Source excerpt:

Improving Accents Through AI & Innovation, w/ Xavier Anguera, CTO & Co-Founder @ ELSA

Q: Share a bit about yourself and the journey that brought you to ELSA.

I am from Barcelona, Spain. My background is in telecom engineering, electrical engineering, and some computer science, too. I worked a bit with speech processing and fell in love with it. It was the hardest thing I have worked on but that’s what attracted me to it!

I ended up going after a PhD abroad, and did my due time in the corporate world in telephonica. There, I did a lot of research and attended many conferences but I was missing the feeling of working on a project.

I am not the CEO type, but the CTO type. I went for ELSA, and it’s almost been 6 years. To explain, ELSA is a speech pronunciation assessment technology that has nearly 14 million downloads now. We pinpoint phonemic errors and give tips for improvements in intonation and many other levels. It is not for learning the language, but rather learning to speak it properly.  It was inspired by the limitations my partner and I’s accents caused. 

 

Q: How did you see ELSA from inception to where it is now? When you look back and see your progress, what did strategies did you applied along the way etc?

[Dataset rows showing where objects appear]

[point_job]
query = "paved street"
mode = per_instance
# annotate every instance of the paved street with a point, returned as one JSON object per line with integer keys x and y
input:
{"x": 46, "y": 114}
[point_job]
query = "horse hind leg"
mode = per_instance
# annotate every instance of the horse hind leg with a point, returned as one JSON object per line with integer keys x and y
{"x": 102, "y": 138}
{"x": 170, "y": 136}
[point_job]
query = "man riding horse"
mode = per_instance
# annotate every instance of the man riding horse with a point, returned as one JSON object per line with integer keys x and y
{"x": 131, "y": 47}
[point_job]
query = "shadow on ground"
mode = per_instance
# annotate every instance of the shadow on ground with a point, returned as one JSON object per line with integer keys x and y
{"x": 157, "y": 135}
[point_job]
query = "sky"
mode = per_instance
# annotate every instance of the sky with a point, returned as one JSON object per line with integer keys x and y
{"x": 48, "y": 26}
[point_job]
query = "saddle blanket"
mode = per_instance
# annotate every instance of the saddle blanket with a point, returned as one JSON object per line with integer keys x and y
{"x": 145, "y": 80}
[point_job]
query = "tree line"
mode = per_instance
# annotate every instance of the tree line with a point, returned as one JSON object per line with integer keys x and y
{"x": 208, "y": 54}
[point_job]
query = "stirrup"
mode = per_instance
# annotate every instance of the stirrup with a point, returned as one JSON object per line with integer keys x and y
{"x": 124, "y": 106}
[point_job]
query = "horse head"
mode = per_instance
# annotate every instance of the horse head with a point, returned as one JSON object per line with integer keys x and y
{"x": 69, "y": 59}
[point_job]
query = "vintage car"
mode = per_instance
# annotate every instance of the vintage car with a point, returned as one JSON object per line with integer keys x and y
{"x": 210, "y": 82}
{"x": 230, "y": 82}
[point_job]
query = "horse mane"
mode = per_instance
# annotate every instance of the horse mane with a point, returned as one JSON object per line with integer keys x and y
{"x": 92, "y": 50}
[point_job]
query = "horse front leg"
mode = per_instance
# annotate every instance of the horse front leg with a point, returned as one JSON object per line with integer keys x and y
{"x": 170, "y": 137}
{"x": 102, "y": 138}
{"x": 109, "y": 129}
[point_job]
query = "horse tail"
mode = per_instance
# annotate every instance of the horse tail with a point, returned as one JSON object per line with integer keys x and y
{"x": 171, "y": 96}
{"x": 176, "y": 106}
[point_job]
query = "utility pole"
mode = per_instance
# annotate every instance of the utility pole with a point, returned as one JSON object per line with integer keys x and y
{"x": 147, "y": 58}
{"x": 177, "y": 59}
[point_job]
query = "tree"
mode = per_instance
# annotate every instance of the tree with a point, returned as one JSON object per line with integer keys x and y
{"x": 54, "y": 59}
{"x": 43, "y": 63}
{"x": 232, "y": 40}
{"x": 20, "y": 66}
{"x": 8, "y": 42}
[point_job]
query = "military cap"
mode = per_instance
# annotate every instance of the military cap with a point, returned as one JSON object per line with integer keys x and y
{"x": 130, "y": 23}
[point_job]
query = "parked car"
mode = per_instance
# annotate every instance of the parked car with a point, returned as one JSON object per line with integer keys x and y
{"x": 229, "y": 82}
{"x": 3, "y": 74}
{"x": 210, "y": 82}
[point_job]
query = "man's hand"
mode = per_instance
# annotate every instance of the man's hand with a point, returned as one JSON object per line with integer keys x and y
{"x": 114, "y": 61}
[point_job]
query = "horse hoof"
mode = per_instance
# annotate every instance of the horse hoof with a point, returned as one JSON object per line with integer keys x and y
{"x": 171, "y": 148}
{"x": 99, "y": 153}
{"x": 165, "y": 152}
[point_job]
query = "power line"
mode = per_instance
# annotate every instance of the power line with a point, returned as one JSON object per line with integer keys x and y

Your tasks:
A. In the ELSA interview, roughly how many downloads does ELSA have?
B. Write the next part of the ELSA interview, starting after its final question.
You can set the material aside, since none of it is needed here.

Answers given:
A. Nearly 14 million.

B.
There are some companies that start and pivot their ideas until they get it right, sometimes they never do. ELSA was never that way, Vu already had a clear idea and was determined to get it done.Over the 5 years, we plan yearly goals regarding technology, safety bets, etc. There is still so much to do regarding robust technology, features, and details but we are on it! The goal for ELSA has always been very clear, I joined as an expert in the field of accents and speech because I had previously worked with previous recognition and detection and what not, and that made it obvious that i had to take on bigger roles in that field. I took on roles with the technical and engineering side of ELS, but also had to learn managing skills. We started as 4 founders from various areas of the world, we started remote work before it was even a thing, it was first on skype but then evolved into more things. Having teams in the same spot with the same time zone is different than having distributed team members all over the world. It was challenging to cooperate and figure out what works for each member, but it was a great learning experience!


Q: What are some insights about the challenges with the technical work and AI at ELSA?

People ask me all the time if it’s a speech recognition software, and that opens the door for explanation.

Nowadays, advancements have changed what speech recognition means. However, what it tried to do is to recognize the input audio you spoke. We worked according to the standards, but had to deviate from it very early on because the speech assessment technology differentiates how you speak versus how you should speak.

Our goal was to have the right detection between the American English phonemes and explanation of the errors in pronunciation. That is exactly what makes us unique, because that technology is not easy to find. We evolved the engine to the quality we have today, and will keep improving and developing it for sure!


Q: How does the process and cycle of innovation work at ELSA?

We’re very fortunate that our team of researchers have great experience in linguistics and speech. Our research is driven by ideas, developing them and launching them.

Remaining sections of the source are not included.